(Records)
# # # # # # #
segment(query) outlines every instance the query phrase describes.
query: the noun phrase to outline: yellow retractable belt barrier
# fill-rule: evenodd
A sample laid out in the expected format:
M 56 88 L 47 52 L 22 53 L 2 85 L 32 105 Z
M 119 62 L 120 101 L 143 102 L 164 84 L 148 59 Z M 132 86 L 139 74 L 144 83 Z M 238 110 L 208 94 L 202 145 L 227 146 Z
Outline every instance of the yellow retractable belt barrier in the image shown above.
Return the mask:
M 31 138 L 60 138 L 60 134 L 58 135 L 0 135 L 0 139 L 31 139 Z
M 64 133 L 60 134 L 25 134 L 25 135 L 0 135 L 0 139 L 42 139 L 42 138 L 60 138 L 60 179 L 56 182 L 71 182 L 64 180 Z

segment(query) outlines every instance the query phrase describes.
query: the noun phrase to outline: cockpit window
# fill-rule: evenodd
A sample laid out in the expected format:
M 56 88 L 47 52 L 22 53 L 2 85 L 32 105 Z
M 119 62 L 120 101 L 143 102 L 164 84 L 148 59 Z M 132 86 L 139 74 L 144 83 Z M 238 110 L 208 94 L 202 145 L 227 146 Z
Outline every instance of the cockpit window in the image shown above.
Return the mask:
# # # # # # #
Your instructions
Take the records above and return them exactly as written.

In response
segment(query) outlines every instance the query phrase describes.
query: the noun phrase to outline: yellow retractable belt barrier
# fill-rule: evenodd
A sample laid out in the expected format:
M 56 88 L 47 52 L 22 53 L 2 85 L 32 105 Z
M 119 62 L 120 101 L 143 102 L 164 84 L 148 59 Z M 132 86 L 139 74 L 144 83 Z M 238 110 L 208 94 L 202 145 L 227 146 Z
Outline every instance of the yellow retractable belt barrier in the image shown above.
Return the mask:
M 31 138 L 60 138 L 60 134 L 58 135 L 0 135 L 0 139 L 31 139 Z
M 64 133 L 60 134 L 25 134 L 25 135 L 0 135 L 0 139 L 42 139 L 42 138 L 60 138 L 60 179 L 56 182 L 71 182 L 64 180 Z

segment(query) outlines every instance the query phrase describes.
query: the noun phrase to outline: cockpit window
# fill-rule: evenodd
A sample laid out in the expected format:
M 56 88 L 47 52 L 22 53 L 2 85 L 32 105 Z
M 119 62 L 120 101 L 143 102 L 164 84 L 148 59 Z M 132 86 L 139 74 L 144 83 Z M 238 110 L 208 94 L 202 145 L 227 146 Z
Outline every instance of the cockpit window in the image shown above.
Return the mask:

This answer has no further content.